Task prompt =
Reproduce everything in the passage on phenogroups and clinical outcomes from "In the BARI" down to "3.35; p value = 0.03).", word for word.

In the BARI 2D external validation cohort, we similarly observed a significant interaction between early coronary revascularisation (vs medical therapy) and phenogroup for the risk of the primary composite outcome (p-interaction = 0.003) (Fig. 2). Early revascularisation was associated with lower risk of the primary composite outcome in phenogroup 3 (aHR 0.64; 95% CI 0.47, 0.91; p value = 0.008) and higher risk in phenogroup 1 (aHR 1.90; 95% CI 1.07, 3.35; p value = 0.03).
Association of FMM-based phenogroups with SH events
In the derivation cohort (ACCORD trial), there were a total of 1478 SH events over a median follow-up of 8.8 (IQR = 5.7–10.1) years. The mean number of cumulative SH events per participant was highest in phenogroup 1 (0.32 events) followed by phenogroup 2 (0.26 events) and phenogroup 3 (0.19 events) (p value = 0.0004) (Fig. 3a). In adjusted analysis, the incidence rate ratio of an SH event was significantly higher in phenogroups 1 and 2 as compared with phenogroup 3 (phenogroup 1: 0.41; 95% CI 0.13, 0.69; p value = 0.005; and phenogroup 2: 0.22; 95% CI 0.04, 0.41; p value = 0.03). There was no significant interaction between phenogroup membership and intensive glycaemic control for the risk of SH events (p-interaction = 0.68). Additional adjustment for baseline glucose-lowering medications did not attenuate the associations between phenogroups and SH events.

(Point localization data)
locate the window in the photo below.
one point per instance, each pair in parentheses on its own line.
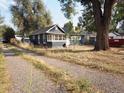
(49,37)
(33,37)
(63,37)
(60,37)
(56,37)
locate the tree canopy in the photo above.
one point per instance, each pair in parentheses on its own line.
(102,12)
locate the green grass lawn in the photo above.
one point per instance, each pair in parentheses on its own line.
(4,80)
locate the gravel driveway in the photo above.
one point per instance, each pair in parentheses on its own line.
(107,82)
(25,78)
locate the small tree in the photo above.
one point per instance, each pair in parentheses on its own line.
(68,27)
(8,34)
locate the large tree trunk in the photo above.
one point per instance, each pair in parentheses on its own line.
(102,20)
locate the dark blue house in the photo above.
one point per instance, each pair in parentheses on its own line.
(52,36)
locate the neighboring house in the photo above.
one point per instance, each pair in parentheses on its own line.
(116,39)
(52,36)
(19,38)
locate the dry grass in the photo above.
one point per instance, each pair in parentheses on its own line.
(4,80)
(61,77)
(110,61)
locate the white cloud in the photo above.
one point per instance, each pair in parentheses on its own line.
(4,5)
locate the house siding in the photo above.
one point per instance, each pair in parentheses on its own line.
(42,37)
(56,44)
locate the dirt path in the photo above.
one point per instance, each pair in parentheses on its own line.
(108,82)
(25,78)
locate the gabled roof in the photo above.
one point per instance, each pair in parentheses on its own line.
(46,30)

Response =
In the BARI 2D external validation cohort, we similarly observed a significant interaction between early coronary revascularisation (vs medical therapy) and phenogroup for the risk of the primary composite outcome (p-interaction = 0.003) (Fig. 2). Early revascularisation was associated with lower risk of the primary composite outcome in phenogroup 3 (aHR 0.64; 95% CI 0.47, 0.91; p value = 0.008) and higher risk in phenogroup 1 (aHR 1.90; 95% CI 1.07, 3.35; p value = 0.03).